Objectif: Pouvez-vous transcrire à l'identique les lignes ci-dessous, de celle qui contient « in [581, 65]. » jusqu'à celle qui contient « Query: car wheel hub cap », ces deux lignes comprises ?

Données de travail:
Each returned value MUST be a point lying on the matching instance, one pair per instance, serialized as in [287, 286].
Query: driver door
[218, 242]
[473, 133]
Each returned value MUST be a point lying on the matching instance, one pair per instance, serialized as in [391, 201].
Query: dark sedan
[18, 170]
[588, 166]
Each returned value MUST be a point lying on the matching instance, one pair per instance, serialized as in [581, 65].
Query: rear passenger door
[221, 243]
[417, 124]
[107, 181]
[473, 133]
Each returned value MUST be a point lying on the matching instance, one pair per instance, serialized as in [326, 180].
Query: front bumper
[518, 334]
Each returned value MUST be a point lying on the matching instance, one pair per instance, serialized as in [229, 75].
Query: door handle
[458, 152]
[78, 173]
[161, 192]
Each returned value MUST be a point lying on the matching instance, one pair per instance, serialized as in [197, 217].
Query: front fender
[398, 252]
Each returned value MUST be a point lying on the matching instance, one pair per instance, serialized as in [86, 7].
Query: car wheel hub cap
==
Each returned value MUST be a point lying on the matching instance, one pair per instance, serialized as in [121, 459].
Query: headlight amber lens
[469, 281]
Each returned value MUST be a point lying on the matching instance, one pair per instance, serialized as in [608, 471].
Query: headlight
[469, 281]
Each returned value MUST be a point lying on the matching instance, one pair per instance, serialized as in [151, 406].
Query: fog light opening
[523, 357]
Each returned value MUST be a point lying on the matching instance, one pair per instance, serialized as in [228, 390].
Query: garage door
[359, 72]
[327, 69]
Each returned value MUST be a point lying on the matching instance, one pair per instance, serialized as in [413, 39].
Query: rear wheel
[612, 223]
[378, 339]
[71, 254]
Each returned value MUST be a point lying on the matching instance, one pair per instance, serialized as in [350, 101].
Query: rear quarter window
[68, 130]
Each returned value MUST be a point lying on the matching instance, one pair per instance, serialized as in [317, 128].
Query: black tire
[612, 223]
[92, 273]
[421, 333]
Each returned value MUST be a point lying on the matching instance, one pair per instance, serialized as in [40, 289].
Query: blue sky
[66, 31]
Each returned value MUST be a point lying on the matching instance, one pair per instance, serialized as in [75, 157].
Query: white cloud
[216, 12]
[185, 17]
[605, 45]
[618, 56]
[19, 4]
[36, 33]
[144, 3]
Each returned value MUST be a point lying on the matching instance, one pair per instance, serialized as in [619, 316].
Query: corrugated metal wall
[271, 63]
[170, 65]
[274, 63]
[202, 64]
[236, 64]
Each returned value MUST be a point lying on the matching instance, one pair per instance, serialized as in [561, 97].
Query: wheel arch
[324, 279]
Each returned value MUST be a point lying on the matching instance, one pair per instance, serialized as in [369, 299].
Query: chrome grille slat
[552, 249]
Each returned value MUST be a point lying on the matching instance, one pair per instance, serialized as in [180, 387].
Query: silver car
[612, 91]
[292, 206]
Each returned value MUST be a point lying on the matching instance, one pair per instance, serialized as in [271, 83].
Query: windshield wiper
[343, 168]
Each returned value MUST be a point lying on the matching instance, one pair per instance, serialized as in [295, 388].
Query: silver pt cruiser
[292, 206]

Réponse:
Each returned value MUST be a point lying on the matching instance, one pair per instance, serialized as in [581, 65].
Query: rear passenger door
[221, 243]
[417, 124]
[107, 181]
[473, 133]
Each returned value MUST be a point lying on the matching instance, one pair per instance, serialized as in [326, 180].
Query: front bumper
[518, 334]
Each returned value MUST be a point lying on the matching instance, one pair per instance, serialized as in [229, 75].
Query: door handle
[458, 152]
[78, 173]
[161, 192]
Each returned value MUST be a point lying on the matching instance, one pair per instance, serialized as in [197, 217].
Query: front fender
[398, 252]
Each returned value MUST be a point lying on the matching instance, one pair per instance, serialized as in [86, 7].
Query: car wheel hub cap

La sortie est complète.